[Collected data entries]

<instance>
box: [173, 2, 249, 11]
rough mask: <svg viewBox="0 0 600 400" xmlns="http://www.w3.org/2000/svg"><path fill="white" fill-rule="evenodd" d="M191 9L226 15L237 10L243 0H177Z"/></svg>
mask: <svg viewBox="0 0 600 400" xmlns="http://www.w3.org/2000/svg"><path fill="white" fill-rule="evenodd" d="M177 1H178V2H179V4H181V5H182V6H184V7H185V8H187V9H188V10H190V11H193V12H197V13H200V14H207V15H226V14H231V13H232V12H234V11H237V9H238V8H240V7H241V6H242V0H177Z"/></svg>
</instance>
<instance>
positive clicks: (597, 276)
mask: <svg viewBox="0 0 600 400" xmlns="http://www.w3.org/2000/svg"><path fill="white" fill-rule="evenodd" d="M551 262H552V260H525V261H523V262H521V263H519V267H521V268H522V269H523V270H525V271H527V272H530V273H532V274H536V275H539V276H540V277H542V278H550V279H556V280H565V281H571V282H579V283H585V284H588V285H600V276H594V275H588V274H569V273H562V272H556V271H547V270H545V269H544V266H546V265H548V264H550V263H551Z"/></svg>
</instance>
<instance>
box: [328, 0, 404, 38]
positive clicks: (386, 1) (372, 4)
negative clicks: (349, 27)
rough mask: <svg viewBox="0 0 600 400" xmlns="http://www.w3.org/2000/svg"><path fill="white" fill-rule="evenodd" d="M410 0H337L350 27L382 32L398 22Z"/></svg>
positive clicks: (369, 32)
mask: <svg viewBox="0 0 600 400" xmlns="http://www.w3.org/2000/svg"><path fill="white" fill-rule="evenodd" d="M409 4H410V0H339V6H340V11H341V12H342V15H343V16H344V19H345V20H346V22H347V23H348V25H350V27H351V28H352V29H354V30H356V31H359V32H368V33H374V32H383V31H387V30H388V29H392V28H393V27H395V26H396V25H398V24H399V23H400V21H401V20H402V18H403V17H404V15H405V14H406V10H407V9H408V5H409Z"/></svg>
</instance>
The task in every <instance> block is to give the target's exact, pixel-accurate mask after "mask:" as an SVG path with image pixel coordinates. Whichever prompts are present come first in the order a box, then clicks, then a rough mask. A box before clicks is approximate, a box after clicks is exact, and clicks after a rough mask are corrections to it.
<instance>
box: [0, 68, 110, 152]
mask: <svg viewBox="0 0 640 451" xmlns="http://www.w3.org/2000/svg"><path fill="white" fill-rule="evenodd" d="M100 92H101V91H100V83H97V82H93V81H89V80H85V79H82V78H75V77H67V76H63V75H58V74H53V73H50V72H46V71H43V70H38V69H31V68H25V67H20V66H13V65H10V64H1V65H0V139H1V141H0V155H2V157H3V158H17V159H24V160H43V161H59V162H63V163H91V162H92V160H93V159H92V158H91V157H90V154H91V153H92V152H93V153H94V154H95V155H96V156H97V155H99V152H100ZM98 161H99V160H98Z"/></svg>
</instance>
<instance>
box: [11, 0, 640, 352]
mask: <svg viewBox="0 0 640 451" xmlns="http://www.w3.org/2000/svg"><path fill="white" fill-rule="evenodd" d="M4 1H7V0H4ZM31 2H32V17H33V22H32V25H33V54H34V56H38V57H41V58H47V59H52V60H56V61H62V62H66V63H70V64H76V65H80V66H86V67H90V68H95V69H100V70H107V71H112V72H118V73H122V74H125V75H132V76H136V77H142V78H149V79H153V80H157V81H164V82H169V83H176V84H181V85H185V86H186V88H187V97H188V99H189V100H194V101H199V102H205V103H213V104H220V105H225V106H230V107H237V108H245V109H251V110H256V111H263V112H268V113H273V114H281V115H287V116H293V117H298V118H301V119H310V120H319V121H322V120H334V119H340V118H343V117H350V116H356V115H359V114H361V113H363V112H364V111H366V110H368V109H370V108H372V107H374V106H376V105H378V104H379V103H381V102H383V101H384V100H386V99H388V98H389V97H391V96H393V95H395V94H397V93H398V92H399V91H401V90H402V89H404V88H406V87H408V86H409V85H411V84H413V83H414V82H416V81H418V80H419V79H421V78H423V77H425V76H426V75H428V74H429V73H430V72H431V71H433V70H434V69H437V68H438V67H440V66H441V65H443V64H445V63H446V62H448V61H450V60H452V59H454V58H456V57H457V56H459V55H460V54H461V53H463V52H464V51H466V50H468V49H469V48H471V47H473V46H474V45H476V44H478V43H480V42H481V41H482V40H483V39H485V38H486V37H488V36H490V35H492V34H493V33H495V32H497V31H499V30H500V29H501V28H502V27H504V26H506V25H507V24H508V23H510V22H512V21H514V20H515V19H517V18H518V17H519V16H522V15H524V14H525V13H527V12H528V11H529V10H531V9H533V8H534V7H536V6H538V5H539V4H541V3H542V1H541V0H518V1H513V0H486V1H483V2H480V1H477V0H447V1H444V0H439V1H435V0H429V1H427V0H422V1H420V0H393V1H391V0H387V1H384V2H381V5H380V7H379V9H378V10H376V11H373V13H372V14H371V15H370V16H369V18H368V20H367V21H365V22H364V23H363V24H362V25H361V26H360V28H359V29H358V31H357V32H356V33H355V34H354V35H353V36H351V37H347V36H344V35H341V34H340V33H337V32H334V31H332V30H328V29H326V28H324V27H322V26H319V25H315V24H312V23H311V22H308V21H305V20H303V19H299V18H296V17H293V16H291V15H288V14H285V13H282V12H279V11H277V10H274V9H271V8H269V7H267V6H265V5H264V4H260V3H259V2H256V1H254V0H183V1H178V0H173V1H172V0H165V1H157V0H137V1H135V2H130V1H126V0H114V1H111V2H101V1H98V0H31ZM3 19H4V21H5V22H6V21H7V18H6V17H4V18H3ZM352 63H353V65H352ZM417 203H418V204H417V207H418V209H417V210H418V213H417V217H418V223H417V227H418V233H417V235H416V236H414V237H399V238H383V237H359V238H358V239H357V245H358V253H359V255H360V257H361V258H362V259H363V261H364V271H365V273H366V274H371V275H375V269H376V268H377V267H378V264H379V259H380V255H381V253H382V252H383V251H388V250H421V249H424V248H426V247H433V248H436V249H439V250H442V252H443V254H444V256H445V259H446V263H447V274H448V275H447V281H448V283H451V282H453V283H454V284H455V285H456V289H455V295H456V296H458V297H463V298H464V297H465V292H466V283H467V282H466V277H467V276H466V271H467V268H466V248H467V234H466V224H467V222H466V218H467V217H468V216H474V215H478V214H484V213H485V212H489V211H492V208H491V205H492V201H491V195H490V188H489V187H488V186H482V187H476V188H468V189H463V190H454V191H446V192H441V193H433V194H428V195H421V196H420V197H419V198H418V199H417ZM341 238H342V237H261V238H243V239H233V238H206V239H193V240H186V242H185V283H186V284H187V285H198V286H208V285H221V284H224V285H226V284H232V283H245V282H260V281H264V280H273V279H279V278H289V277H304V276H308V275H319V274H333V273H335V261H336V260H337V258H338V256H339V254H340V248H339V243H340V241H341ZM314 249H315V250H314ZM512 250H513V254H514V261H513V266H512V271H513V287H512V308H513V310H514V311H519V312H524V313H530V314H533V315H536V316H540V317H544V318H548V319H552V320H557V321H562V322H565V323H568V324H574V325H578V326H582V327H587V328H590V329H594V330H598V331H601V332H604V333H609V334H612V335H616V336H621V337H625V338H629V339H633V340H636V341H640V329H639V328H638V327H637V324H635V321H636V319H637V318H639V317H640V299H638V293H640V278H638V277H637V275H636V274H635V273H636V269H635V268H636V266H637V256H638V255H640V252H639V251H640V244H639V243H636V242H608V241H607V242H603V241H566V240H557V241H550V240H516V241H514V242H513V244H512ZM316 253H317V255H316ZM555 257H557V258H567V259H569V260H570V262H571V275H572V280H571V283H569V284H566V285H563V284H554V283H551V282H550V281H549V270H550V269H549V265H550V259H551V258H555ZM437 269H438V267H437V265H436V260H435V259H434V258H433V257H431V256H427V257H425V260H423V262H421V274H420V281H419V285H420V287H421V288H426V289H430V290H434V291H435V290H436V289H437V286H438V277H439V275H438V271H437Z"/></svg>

### [WHAT YOU SHOULD DO]
Transcribe the rows from the very first line through the line containing "9L226 15L237 10L243", including both, without altering a single character.

### [RESULT OF THIS TASK]
<instance>
box: [173, 2, 249, 11]
rough mask: <svg viewBox="0 0 600 400" xmlns="http://www.w3.org/2000/svg"><path fill="white" fill-rule="evenodd" d="M191 9L226 15L237 10L243 0H177Z"/></svg>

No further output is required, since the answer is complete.